SOURCE DOCUMENT:
⁂

# Hunt Timing



## mikecatt13 (Dec 13, 2014)

Planning a hunt this fall, only our second time to NoDak so looking for some assistance. We went the first week in November last year trying to focus on snows. It was unseasonably warm, most said it's usually risking freeze out that time of year.

We are looking at targeting ducks and darks this year as the snows kicked our butts lol planning to start in the southern 1/3 of the state kind of jamestown area and move north if needed.

So here's my question, and I know it changes year to year and depends on weather but what's the better chance for the best duck and dark hunting and migration the week of October 14th or 21st? The 14th works best for scheduling but if it's too early we can make the 21st work. Any input appreciated thanks


----------



## striped1 (Aug 17, 2005)

The weather in Canada is the major influence. Either of those time can be fine but it can also be sunny and 75 with south winds which will not be pushing new birds into the area. The major push of birds is usually later but they can blow through pretty quick if conditions change, ie., freeze up and covered in snow. Halloween is a pretty good hedge but you run into more posted signs due to the start of deer season.


----------



## KEN W (Feb 22, 2002)

One thing to be aware of is that Oct. 19 to the 23 is both ND and Minn Teachers Convention. No school. Probably the most hunters in the state.


----------



## oldfireguy (Jun 23, 2005)

I'd expect better chance at migratories later in the month.
Good luck.


----------



## Duckslayer100 (Apr 7, 2004)

Halloween Weekend. Weather is always the wild card, but seems like the best time of year for me. Posted land up the wazoo and lots of trucks on gravel roads, so you need to do your due diligence to find feeds of the beaten path. But it's possible.


----------



## templey_41 (Jul 19, 2008)

Ive got a buddy that hunts Jamestown area. he goes out oct 25th nearly every year and every year he says he is too early by atleast a week, he also deer hunts the 3A season in Mn so this is a conflict of interest. they still shoot ducks but it's not peak typically for him.

by the14th the local ducks and geese are beat up and are very skittish.

best of luck


----------



## Duckslayer100 (Apr 7, 2004)

templey_41 said:


> Ive got a buddy that hunts Jamestown area. he goes out oct 25th nearly every year and every year he says he is too early by atleast a week, he also deer hunts the 3A season in Mn so this is a conflict of interest. they still shoot ducks but it's not peak typically for him.
> 
> by the14th the local ducks and geese are beat up and are very skittish.
> 
> best of luck


The migration definitely is getting later. For three years in a row now, some of the best feeds I've seen have been on the Friday of deer opener as I've been driving to my hunting spot. Too bad posted land is impossible to get on at that time unless you know people. November is definitely the month when there are more birds that are less pressured.


----------



## KJH (Aug 23, 2006)

I hunt there every year. At first, we huntedaround October 15th, then a week later, and then a week later. Now I wouldn't go earlier than Halloween. We are planning on watching the weather and migration this year and headed out anytime after November 1st.


----------



## poutpro (Mar 8, 2006)

Ducks in fields? Halloween or after.

Non mallard ducks in potholes? Early Oct.


----------



## bassinmeyer (Feb 22, 2014)

Keep in mind if you are planning to hunt any public land the PLOTS and ND management lands are off limits for non-residents the first week of pheasant season.


----------



## mikecatt13 (Dec 13, 2014)

jimmymuller said:


> Firstly, If you're going to hunt heavily then you have two options: The first is to avoid the crowds by hunting weekdays, especially the middle of the week, as weekend warriors might use a Friday or Monday to make a three-day weekend. Also sit tightly in thick cover, particularly in the late morning or early afternoon, when hunters heading out of or into the woods are more likely to move deer. This is best way to hunt timely to get maximum results.


This was for waterfowl hunting lol but thanks


----------

⁂

SUPPLIED DATA:
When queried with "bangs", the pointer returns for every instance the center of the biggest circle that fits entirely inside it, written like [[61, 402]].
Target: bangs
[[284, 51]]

⁂

TASKS TO PERFORM:
A – In the forum thread on hunt timing, what dates are given for the ND and Minn Teachers Convention?
B – Transcribe the part of the forum thread on hunt timing that begins with the words "I'd expect better" and ends with "But it's possible.".

WORKED SOLUTIONS:
A – October 19 to 23.

B –
I'd expect better chance at migratories later in the month.
Good luck.


----------



## Duckslayer100 (Apr 7, 2004)

Halloween Weekend. Weather is always the wild card, but seems like the best time of year for me. Posted land up the wazoo and lots of trucks on gravel roads, so you need to do your due diligence to find feeds of the beaten path. But it's possible.